── Text extract ──
The Climate Law and Governance Initiative is an international consortium of partners in the climate law community working to build capacity and knowledge relating to law and governance approaches to address climate change. Ongoing research projects carried out by its partner institutions support the hosting of events and specialized capacity-building workshops in parallel with the annual climate negotiations under the UNFCCC. The initiative's focus is the effective implementation of SDG 13 on Climate Change. Its events are officially endorsed by the UNFCCC.

Events

Founded in 2014 and launched in the lead-up to the COP21 negotiations in Paris, CLGI has roots in a range of events, conferences and workshops dating back to the first meeting of the Kyoto Protocol (COP11/CMP1) in Montreal, 2005. Events over the preceding decade laid the groundwork for the Initiative.

Climate Law and Governance Day 2015
The Inaugural Climate Law and Governance Day (CLGD) was held in December 2015 at Université Paris 1 Panthéon-Sorbonne, bringing together climate advocates, scholars and practitioners to discuss the roles that law and governance play in climate-change efforts. Key participants were John H. Knox, Mary Robinson, Bianca Jagger and Bradnee Chambers, with Marie-Claire Cordonier Segger as chair. Its goal was to create a community of practice to support global climate efforts.

Climate Law and Governance Day 2016
The second CLGD was held at Université Privée de Marrakech in November 2016, and explored the development of the Paris Rulebook (later named the Paris Agreement Work Program, and agreed at COP24). Discussions focused on how domestic climate instruments could be crafted, modalities to mobilize climate finance, equity issues, and trends in climate litigation. Its outcomes were shared with delegates to COP22 in an official side event focused on climate-vulnerable countries. COP22 also saw the first full-day climate law specialization course to further empower delegates to utilize law and governance solutions to combat climate change.
───
List of tasks
(a) According to the text on the Climate Law and Governance Initiative, why was the full-day climate law specialization course held at COP22?
(b) Edit the text on the Climate Law and Governance Initiative from "Climate Law and Governance Day 2016" to "combat climate change.", putting "Rabat" in place of "Marrakech".
(c) Resume the text on the Climate Law and Governance Initiative from the point where it stops.
── Record list ──
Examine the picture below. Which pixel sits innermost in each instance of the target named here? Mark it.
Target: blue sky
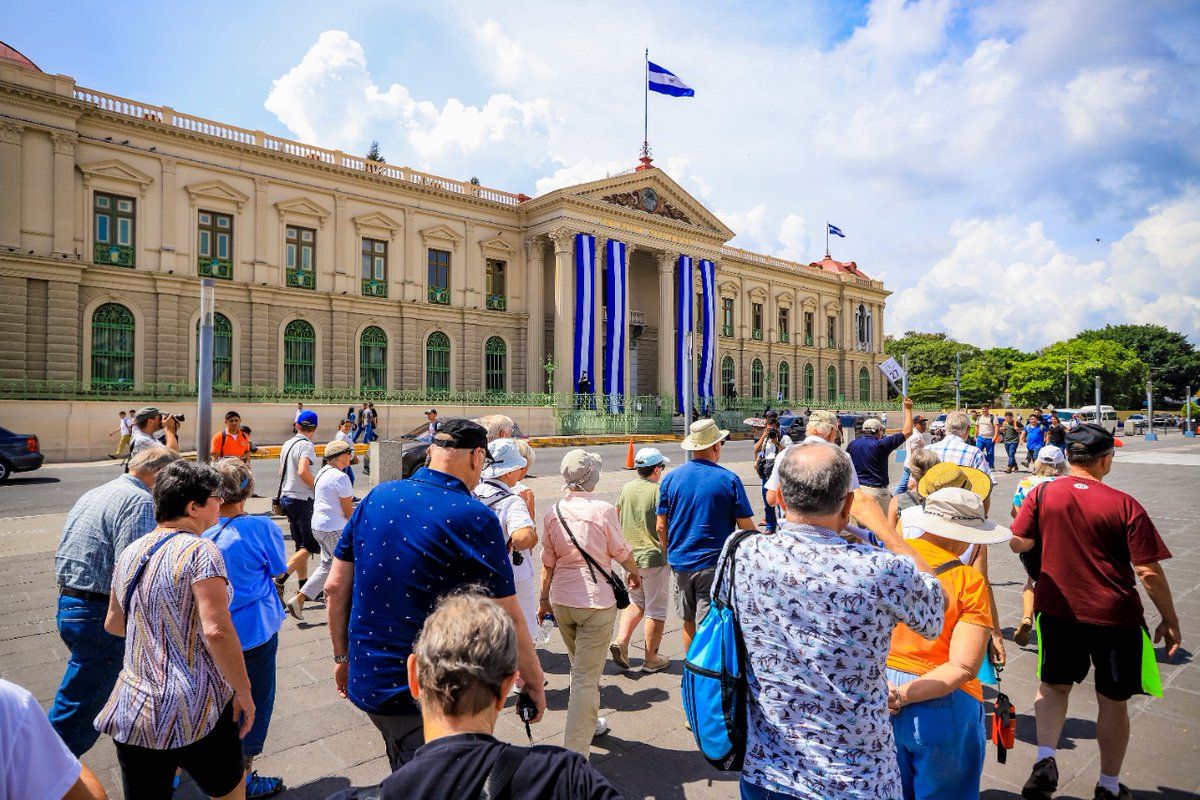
(972, 151)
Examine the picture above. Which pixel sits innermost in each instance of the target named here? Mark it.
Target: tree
(1173, 360)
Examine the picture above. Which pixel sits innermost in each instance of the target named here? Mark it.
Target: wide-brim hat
(959, 515)
(946, 475)
(703, 434)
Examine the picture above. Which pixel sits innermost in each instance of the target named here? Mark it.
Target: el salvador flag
(666, 82)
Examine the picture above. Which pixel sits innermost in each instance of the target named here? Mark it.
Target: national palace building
(343, 276)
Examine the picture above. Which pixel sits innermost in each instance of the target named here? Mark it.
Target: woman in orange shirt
(934, 696)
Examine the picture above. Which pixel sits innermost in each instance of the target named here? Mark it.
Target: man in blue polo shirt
(870, 453)
(700, 504)
(408, 543)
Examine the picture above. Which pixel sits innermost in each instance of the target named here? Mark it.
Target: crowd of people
(868, 618)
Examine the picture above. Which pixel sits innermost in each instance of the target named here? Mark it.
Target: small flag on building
(666, 82)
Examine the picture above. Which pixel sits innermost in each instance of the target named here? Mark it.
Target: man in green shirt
(637, 507)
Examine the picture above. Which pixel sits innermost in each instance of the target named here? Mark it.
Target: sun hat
(958, 515)
(1051, 455)
(702, 434)
(507, 458)
(336, 447)
(649, 457)
(946, 474)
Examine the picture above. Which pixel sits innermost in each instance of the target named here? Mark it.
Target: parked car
(19, 452)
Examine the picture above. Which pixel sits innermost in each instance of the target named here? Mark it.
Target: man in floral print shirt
(816, 614)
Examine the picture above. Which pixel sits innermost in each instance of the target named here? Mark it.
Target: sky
(1014, 170)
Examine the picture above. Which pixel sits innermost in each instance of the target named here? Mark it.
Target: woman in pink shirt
(579, 593)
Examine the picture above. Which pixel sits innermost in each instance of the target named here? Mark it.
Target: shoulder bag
(618, 587)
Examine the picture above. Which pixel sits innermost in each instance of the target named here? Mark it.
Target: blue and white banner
(684, 317)
(708, 354)
(665, 82)
(617, 301)
(585, 314)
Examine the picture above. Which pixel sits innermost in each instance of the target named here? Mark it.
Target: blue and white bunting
(665, 82)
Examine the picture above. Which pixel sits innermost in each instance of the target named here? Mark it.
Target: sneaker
(619, 654)
(655, 666)
(1021, 636)
(262, 787)
(1043, 781)
(295, 606)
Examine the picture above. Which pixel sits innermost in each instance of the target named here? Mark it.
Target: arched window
(437, 362)
(299, 356)
(496, 365)
(112, 347)
(222, 352)
(373, 360)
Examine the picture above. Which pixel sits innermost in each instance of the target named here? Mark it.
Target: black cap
(461, 434)
(1090, 439)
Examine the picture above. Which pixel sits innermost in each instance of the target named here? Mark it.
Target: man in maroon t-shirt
(1096, 542)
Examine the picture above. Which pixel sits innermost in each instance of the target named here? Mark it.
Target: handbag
(618, 587)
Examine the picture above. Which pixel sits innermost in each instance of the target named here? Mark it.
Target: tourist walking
(101, 524)
(700, 504)
(333, 506)
(252, 547)
(816, 615)
(935, 699)
(582, 541)
(183, 698)
(449, 541)
(637, 510)
(1097, 542)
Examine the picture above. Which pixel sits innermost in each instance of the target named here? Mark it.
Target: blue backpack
(715, 692)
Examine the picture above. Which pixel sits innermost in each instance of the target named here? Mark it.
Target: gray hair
(814, 477)
(958, 422)
(465, 653)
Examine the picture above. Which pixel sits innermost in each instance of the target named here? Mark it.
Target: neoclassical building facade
(335, 272)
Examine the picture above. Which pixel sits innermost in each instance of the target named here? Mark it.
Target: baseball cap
(461, 434)
(649, 457)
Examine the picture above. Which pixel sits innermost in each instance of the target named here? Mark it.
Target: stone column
(666, 323)
(64, 192)
(535, 325)
(10, 184)
(564, 310)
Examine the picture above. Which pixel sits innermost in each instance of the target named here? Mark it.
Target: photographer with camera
(150, 421)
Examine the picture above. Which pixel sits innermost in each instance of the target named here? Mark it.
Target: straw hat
(703, 434)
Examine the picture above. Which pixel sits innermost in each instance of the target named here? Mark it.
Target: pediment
(217, 191)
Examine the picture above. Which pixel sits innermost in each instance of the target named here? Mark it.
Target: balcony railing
(372, 288)
(215, 268)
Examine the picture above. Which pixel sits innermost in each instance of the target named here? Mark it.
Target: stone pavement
(322, 744)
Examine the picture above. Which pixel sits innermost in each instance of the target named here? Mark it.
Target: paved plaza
(322, 744)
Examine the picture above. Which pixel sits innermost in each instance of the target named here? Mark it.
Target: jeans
(988, 446)
(95, 662)
(261, 669)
───
Answers by task
(a) It was held to further empower delegates to use law and governance solutions to combat climate change.

(b)
Climate Law and Governance Day 2016
The second CLGD was held at Université Privée de Rabat in November 2016, and explored the development of the Paris Rulebook (later named the Paris Agreement Work Program, and agreed at COP24). Discussions focused on how domestic climate instruments could be crafted, modalities to mobilize climate finance, equity issues, and trends in climate litigation. Its outcomes were shared with delegates to COP22 in an official side event focused on climate-vulnerable countries. COP22 also saw the first full-day climate law specialization course to further empower delegates to utilize law and governance solutions to combat climate change.

(c)
Climate Law and Governance Day 2017
Held at University of Bonn, the third CLGD was opened by Hon Aiyaz Sayed-Khaiyum and centered on advancing law and governance contributions to global climate action. Key themes were how innovation could support the achievement of Nationally Determined Contributions (NDCs) under the Paris Agreement; the implementation of climate obligations; advancing climate resilience; and enabling climate finance. Its sessions were informed by a pre-COP event in Fiji in preparation for COP23.  CLGI was an officially endorsed event of the COP23 Presidency. The second one-day specialization course was held in conjunction with United Nations University.

Climate Law and Governance Day 2018
CLGD 2018 was held during COP24 at the University Silesia, Katowice, Poland, in December 2018. Discussions centered on the sharing of national experiences and best practices, knowledge exchange, and building a community of practice to support global capacity-building efforts. The day's programs were developed through a round table at the preceding intersessional meeting. Key participants included Christian Voigt, and Kamil Wyszkowski, President of The Global Compact Network for Poland.

Partners

Core partners
 Lauterpacht Centre for International Law
 Global Open Data for Agriculture and Nutrition
 Centre for International Governance Innovation
 Centre for International Sustainable Development Law

Intergovernmental organizations
 International Union for Conservation of Nature World Commission on Environmental Law (WCEL)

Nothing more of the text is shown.